▸ **Texto do exercício**:
#####

Por exemplo, em janeiro de 2023, o Brasil
rejeitou um pedido do governo da Alemanha para entregar
munição de tanque a Kiev.
“O Brasil não tem interesse em abrir mão de munição […]. O Brasil é um país de paz. Nesse momento, precisamos encontrar quem quer a paz, palavra que até agora foi muito pouco utilizada”, escreveu Lula em suas redes sociais na época.
O presidente brasileiro insistiu em várias ocasiões que sua posição é neutra e que sua nação vota a favor da paz.
No entanto, houve um ponto de
ruptura no diálogo entre Kiev e Brasília durante a Cúpula do G7 (grupo formado por Alemanha, Canadá, Estados Unidos, França, Itália, Japão e Reino Unido) realizada em Hiroshima em maio deste ano. Naquele evento, Lula e Zelensky deveriam se encontrar para discutir o conflito, mas isso
não aconteceu.
“O fato é muito simples, tinha uma bilateral com a Ucrânia aqui neste salão. Nós esperamos e recebemos a informação de que eles tinham atrasado. Enquanto isso, eu recebi o presidente do Vietnã. Quando o presidente do Vietnã foi embora, a Ucrânia não apareceu. Certamente teve outro compromisso e não pôde vir aqui. Foi simplesmente isso o que aconteceu”, explicou Lula na época.
Desde então, a pressão de Zelensky sobre o Brasil não parou.
“A posição do presidente Lula mostra que o Brasil é neutro e não toma partido de nenhum dos lados. Seu governo vê o conflito de fora. Diante disso, o presidente Zelensky busca apoio […], mas a estratégia diplomática de Lula lhe parece muito morna para atuar como mediador na negociação”, diz García Contreras.
A arte da diplomacia
Em entrevista à Sputnik, a coordenadora de Assuntos Globais da Universidade Iberoamericana, Aribel Contreras, afirma que diante das críticas de Zelensky a Lula há um
fator que não deve ser esquecido: a gestão diplomática do
conflito ucraniano.
“
Rússia e China realizaram uma
diplomacia extraordinária em diferentes áreas, tanto na América Latina e no Caribe quanto na África, por meio das vacinas [para COVID-19], por exemplo. Ambas as nações souberam aproveitar as lacunas deixadas pelos Estados Unidos no mundo”, diz ela.
“O fato de a voz de Zelensky ter ecoado em diferentes fóruns permitiu que ele fosse ouvido, mas isso não significa que eles concordem com ele. Acontece que se você não concorda 100% com ele, ele o considera um inimigo e te ataca. Isso é um erro grave. Em vez disso, Vladimir Putin tem tido sucesso em sua aproximação com vários países, inclusive alguns da América Latina”, explica a especialista.

#####

▸ **Registros**:
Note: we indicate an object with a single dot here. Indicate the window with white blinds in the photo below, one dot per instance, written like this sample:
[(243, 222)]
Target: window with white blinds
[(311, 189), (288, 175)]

#####

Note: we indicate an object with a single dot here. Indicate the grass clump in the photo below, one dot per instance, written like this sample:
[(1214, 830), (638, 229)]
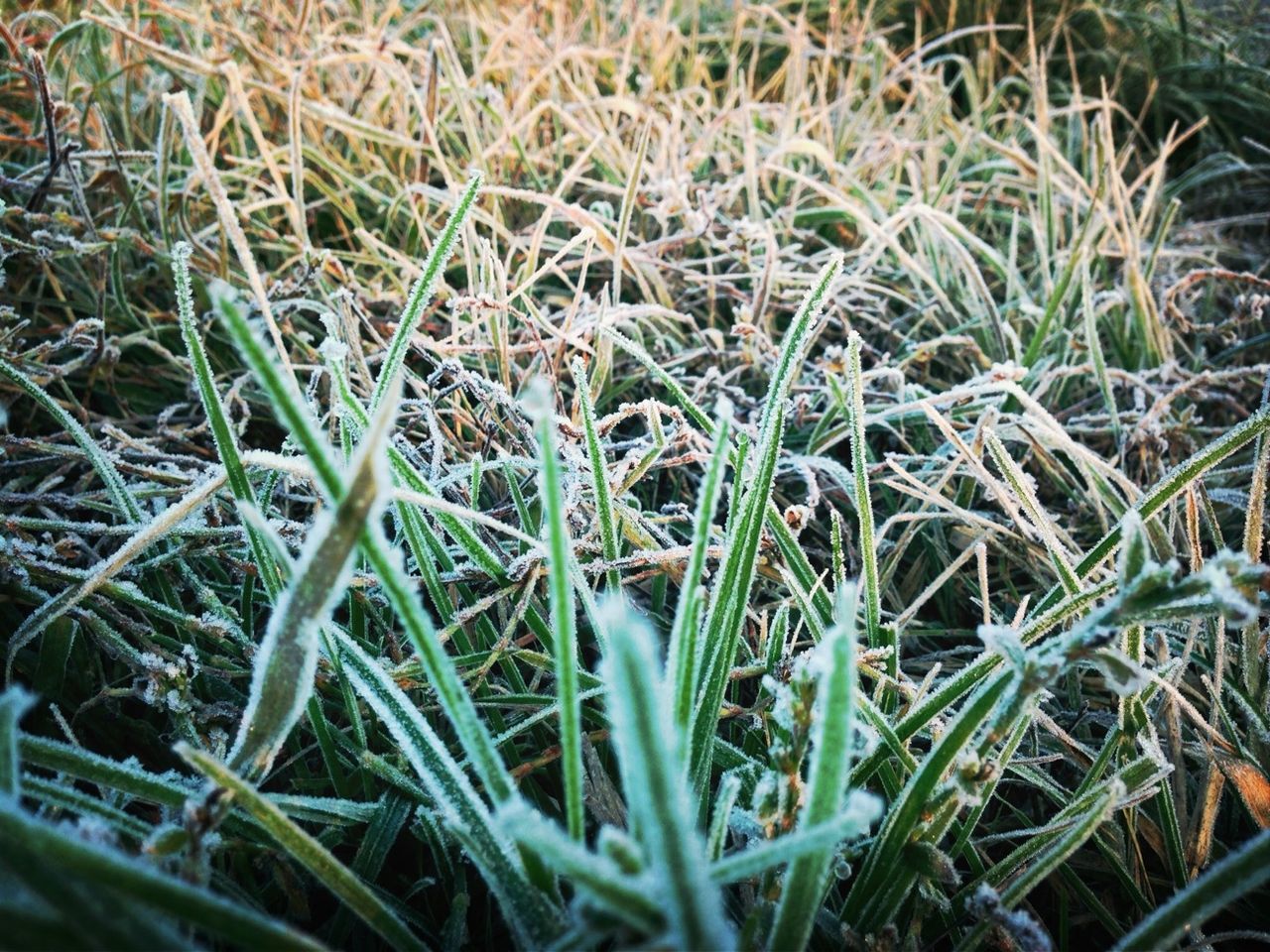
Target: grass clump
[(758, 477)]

#####

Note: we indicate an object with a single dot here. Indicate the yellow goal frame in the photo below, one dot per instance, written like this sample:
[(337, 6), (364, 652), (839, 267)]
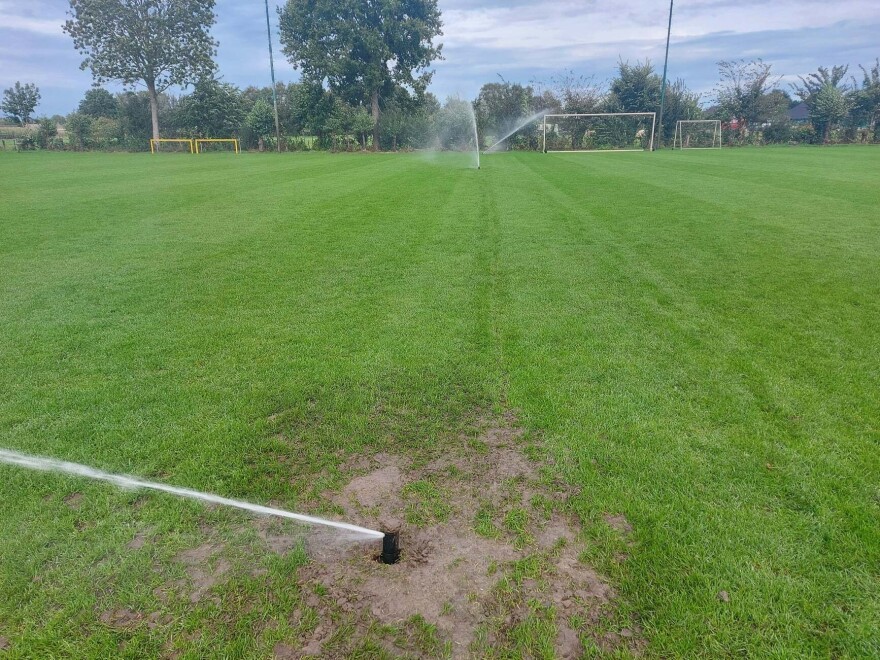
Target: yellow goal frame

#####

▸ **Instruções da tarefa**:
Segundo o texto sobre a relação entre Lula e Zelensky, quais países formam o G7? Escreva todos. As linhas são um material à parte e não se relacionam com o texto.

▸ **Campo de resposta**:
Alemanha, Canadá, Estados Unidos, França, Itália, Japão e Reino Unido.